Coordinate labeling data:
....

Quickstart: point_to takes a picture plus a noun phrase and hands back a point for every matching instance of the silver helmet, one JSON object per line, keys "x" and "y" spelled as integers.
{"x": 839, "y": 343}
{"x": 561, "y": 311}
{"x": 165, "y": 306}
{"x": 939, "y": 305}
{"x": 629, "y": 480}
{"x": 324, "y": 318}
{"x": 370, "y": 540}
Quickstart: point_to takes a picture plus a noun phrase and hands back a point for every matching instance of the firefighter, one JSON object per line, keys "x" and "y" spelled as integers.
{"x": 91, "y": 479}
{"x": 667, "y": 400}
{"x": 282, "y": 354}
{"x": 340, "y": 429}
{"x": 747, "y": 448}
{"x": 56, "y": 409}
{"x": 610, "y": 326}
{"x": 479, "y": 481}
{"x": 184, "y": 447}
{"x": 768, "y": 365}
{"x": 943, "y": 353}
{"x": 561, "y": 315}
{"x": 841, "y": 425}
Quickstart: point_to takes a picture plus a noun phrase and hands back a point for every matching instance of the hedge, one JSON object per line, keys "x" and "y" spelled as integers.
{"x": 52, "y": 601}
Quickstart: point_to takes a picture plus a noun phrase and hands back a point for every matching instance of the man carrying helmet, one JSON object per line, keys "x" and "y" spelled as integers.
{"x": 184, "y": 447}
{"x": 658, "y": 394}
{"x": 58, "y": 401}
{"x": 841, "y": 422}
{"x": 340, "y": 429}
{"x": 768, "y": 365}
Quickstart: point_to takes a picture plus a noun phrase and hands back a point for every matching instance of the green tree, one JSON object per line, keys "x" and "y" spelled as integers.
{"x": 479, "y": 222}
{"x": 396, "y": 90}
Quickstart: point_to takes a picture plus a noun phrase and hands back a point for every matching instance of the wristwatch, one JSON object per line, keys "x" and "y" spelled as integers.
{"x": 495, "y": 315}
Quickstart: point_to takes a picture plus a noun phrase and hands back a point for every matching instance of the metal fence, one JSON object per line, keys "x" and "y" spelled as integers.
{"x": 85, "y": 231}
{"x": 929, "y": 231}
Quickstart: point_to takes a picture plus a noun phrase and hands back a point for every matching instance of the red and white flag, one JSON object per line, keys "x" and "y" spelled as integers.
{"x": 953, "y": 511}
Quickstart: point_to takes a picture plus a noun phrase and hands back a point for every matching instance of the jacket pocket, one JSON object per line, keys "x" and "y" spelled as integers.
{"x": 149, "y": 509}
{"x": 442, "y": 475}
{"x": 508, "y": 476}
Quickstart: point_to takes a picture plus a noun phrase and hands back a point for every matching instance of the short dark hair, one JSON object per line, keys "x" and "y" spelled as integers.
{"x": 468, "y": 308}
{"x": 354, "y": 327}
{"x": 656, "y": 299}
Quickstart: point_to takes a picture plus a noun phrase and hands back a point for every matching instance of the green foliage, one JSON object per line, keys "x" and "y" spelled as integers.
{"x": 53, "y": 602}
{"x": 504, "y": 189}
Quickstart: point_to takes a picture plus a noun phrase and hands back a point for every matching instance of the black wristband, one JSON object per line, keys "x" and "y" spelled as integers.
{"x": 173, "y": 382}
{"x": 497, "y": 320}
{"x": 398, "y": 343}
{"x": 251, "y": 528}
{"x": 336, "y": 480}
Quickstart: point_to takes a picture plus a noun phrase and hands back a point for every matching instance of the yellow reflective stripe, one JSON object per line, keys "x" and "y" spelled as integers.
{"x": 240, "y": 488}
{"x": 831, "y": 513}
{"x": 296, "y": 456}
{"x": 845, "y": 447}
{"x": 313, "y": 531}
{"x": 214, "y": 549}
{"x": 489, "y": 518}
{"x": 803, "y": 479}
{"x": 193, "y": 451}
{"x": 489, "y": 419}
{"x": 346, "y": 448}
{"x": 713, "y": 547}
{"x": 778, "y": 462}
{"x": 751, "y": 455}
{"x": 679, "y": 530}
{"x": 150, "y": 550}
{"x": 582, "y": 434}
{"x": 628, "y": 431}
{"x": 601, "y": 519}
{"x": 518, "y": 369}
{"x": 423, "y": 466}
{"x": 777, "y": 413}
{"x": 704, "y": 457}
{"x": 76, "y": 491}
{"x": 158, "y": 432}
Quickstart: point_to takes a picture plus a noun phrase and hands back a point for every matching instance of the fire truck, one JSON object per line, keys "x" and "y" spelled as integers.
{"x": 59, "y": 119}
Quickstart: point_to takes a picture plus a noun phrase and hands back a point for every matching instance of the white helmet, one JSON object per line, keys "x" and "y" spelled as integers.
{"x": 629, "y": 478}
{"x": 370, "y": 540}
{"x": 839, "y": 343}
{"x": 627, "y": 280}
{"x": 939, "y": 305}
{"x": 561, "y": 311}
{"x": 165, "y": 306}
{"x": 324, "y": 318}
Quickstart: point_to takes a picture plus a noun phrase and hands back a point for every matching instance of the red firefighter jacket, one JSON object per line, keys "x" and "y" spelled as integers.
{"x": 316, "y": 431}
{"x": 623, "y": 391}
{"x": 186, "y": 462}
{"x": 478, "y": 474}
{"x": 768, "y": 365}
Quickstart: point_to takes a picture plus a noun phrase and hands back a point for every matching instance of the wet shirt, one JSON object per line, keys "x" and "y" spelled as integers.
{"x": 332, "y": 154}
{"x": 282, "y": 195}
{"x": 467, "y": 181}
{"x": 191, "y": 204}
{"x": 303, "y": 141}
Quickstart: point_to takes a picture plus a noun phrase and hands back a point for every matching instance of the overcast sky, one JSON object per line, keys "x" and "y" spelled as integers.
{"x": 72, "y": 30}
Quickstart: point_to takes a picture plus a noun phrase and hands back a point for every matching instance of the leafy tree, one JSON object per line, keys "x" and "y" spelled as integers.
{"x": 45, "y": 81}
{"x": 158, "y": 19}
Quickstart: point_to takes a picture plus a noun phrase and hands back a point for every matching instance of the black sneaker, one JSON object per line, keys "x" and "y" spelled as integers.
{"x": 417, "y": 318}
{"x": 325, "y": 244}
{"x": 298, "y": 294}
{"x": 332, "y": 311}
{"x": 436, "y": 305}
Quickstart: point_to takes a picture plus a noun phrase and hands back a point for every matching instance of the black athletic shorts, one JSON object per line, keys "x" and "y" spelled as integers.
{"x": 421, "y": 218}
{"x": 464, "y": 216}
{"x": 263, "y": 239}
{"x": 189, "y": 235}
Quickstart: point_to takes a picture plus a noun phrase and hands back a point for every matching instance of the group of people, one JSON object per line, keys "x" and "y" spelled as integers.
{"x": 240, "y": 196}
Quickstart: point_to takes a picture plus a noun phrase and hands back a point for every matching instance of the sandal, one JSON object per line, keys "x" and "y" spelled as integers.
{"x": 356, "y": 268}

....

WRITTEN INSTRUCTION: Set down the lines of the entries above without any change, beginning at the line that contains "the black athletic" and continuing through the end of the entries.

WRITTEN ANSWER:
Quickstart: point_to takes a picture plus a noun phrase and hands back a point for every matching instance of the black athletic shorts, one JSON object per line, keys "x" and "y" spelled as integers.
{"x": 421, "y": 218}
{"x": 464, "y": 216}
{"x": 263, "y": 239}
{"x": 189, "y": 235}
Quickstart: point_to takes a picture plus a noun phrase and hands back a point for every matching instance of the group of people, one JSON object per line, keys "x" and "y" spelled as integers.
{"x": 240, "y": 196}
Quickstart: point_to takes a picture plus a noun phrase and hands back a point for every matching instance of the sandal, one JSON object per line, keys "x" and "y" spelled as integers.
{"x": 356, "y": 268}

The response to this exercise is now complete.